■ **Istruzioni del compito**
Quali righe qui sotto contengono la stringa "cloud"? Estraile tutte, tenendo conto di maiuscole e minuscole.

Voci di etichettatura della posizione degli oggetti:
━━━━━━━━━━━━━━━━━━━━

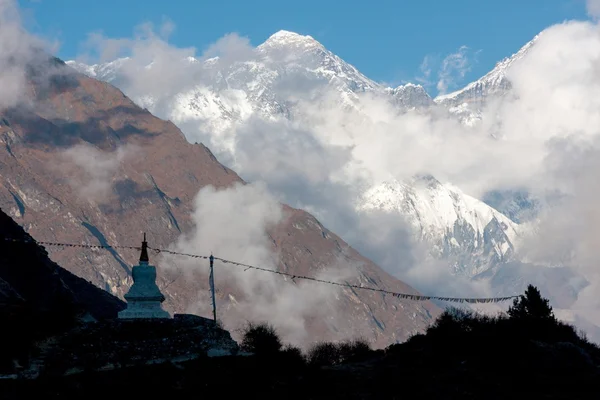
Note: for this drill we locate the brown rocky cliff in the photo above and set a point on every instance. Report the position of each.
(152, 191)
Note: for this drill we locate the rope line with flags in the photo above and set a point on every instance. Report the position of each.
(399, 295)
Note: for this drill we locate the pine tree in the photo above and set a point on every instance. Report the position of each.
(531, 305)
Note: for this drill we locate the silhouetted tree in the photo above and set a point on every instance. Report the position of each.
(531, 305)
(261, 339)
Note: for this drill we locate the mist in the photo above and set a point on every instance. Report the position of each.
(536, 138)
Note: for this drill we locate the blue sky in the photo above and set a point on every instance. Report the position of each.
(387, 40)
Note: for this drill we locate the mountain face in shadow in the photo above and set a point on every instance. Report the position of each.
(81, 163)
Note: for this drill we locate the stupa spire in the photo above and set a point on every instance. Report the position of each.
(144, 297)
(144, 255)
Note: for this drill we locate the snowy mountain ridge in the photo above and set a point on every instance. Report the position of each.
(289, 67)
(456, 225)
(493, 83)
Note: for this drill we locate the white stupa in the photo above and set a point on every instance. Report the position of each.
(144, 299)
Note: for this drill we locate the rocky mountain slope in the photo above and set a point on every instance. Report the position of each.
(38, 298)
(289, 68)
(81, 163)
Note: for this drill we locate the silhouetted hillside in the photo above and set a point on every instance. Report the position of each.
(524, 354)
(39, 298)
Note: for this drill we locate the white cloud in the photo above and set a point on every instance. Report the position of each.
(233, 223)
(95, 170)
(593, 8)
(453, 69)
(326, 155)
(18, 49)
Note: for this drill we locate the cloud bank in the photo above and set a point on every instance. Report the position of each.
(18, 49)
(541, 137)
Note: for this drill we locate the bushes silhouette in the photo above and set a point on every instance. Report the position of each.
(261, 339)
(531, 305)
(530, 318)
(328, 354)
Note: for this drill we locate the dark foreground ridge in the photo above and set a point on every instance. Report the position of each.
(60, 339)
(461, 356)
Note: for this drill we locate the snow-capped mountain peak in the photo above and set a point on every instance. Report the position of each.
(287, 38)
(494, 82)
(469, 232)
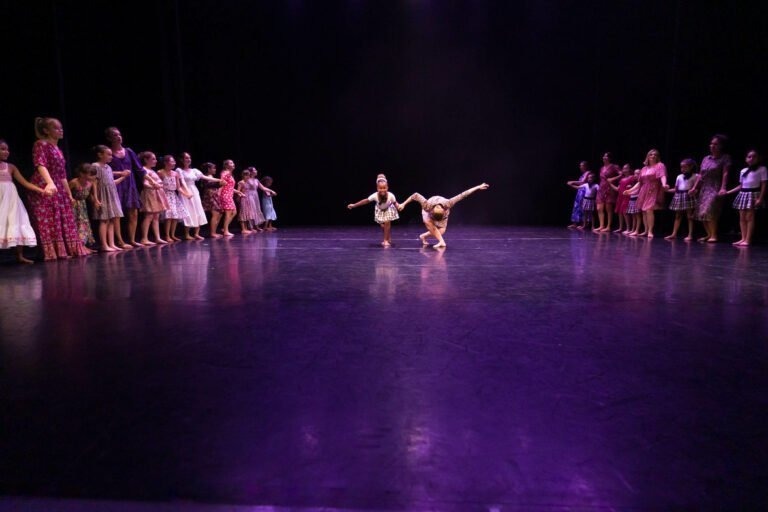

━━━━━━━━━━━━━━━━━━━━

■ **Soluzione**
Note: for this drill we locate the white cloud in the photo above and set a point on every instance. Report the position of each.
Note: for this drill we locate the cloud bank in the photo above and set a point on every instance. Report the position of each.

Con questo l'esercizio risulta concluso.